* BEGIN Available records *

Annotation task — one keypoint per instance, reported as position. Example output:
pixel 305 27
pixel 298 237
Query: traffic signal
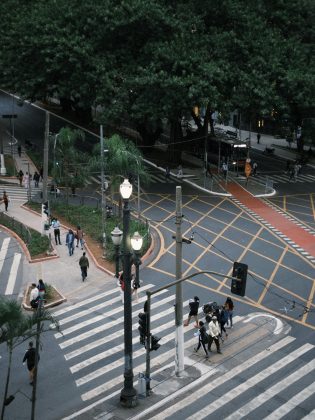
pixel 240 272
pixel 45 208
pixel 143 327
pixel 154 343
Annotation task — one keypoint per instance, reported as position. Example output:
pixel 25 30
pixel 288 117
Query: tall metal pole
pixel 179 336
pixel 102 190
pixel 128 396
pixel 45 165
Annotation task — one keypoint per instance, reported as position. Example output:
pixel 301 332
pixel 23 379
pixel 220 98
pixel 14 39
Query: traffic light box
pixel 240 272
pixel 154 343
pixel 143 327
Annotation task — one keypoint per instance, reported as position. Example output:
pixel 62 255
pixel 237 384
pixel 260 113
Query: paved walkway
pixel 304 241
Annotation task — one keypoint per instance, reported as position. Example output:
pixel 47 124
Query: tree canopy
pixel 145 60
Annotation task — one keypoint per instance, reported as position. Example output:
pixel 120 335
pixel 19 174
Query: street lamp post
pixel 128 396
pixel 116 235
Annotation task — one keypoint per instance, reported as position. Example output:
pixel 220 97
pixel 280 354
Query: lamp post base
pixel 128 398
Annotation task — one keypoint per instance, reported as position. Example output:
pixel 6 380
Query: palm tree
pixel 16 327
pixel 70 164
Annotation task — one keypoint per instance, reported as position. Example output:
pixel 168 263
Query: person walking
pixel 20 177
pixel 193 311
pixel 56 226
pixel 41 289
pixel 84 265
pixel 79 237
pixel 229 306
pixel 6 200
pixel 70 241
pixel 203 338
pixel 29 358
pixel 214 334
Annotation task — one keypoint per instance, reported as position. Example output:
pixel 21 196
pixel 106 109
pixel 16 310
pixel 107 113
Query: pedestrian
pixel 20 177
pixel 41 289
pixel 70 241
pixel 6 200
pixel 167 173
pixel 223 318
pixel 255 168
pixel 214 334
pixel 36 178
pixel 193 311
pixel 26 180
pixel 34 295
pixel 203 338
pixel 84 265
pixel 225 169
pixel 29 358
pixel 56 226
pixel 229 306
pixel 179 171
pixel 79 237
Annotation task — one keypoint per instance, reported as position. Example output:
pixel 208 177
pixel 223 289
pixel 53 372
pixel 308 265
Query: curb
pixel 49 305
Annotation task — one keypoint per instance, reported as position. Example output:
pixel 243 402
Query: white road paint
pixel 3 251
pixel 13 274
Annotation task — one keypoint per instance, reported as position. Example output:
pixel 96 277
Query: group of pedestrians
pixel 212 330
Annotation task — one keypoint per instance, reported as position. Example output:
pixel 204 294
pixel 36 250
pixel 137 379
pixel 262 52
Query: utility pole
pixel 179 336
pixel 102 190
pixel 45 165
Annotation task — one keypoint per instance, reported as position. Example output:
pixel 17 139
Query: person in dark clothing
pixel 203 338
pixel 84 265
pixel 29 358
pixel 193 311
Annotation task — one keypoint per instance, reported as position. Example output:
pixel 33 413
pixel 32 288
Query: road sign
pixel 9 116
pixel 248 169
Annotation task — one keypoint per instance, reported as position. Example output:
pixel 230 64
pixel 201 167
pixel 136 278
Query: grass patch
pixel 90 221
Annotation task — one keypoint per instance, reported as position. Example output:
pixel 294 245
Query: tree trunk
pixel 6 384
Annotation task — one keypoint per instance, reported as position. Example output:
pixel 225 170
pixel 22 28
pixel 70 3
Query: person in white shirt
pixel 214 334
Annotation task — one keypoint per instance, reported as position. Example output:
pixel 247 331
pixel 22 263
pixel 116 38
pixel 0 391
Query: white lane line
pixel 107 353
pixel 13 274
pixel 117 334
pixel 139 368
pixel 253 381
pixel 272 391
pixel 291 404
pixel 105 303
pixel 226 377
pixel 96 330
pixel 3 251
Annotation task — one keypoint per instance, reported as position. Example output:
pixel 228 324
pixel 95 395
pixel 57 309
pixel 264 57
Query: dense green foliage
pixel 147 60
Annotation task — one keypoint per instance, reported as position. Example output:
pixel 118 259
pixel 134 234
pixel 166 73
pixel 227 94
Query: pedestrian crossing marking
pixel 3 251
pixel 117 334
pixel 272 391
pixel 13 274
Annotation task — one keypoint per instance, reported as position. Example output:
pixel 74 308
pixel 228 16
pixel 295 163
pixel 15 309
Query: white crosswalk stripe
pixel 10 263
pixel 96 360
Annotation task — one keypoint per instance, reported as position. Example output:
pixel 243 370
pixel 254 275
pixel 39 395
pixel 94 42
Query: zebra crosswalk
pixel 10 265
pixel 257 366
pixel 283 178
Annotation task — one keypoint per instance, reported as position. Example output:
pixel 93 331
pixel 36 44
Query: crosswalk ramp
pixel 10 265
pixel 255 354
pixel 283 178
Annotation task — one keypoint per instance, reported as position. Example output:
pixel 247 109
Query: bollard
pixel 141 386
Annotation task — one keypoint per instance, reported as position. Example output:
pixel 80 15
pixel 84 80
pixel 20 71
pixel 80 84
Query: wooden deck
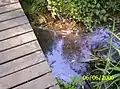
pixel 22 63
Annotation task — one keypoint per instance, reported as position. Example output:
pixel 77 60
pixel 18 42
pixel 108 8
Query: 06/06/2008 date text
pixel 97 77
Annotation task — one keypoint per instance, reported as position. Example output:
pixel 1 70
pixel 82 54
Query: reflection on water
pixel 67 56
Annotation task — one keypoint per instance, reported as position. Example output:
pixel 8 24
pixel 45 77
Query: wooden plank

* END Available records *

(Instructions to follow)
Could you return the material from its first line through the line holding "pixel 145 60", both ends included, copying each line unchanged and omitting the pictures?

(Solution to this problem)
Annotation task — one keypoint per instance, reported as position. Example output:
pixel 305 27
pixel 298 237
Query: traffic signal
pixel 240 272
pixel 45 208
pixel 143 327
pixel 154 343
Annotation task — one keypoint per instance, reported as position. Example output:
pixel 25 30
pixel 288 117
Query: tall metal pole
pixel 179 336
pixel 102 190
pixel 128 396
pixel 45 165
Annotation task — one keypoint per instance, reported as position. Example output:
pixel 301 332
pixel 23 379
pixel 220 98
pixel 14 39
Query: traffic light box
pixel 240 272
pixel 154 343
pixel 143 327
Annotation task — one keypoint per instance, reported as position. Example output:
pixel 62 255
pixel 237 384
pixel 260 113
Query: paved walkway
pixel 304 241
Annotation task — one keypoint per instance, reported as position. Example output:
pixel 47 124
Query: tree canopy
pixel 145 60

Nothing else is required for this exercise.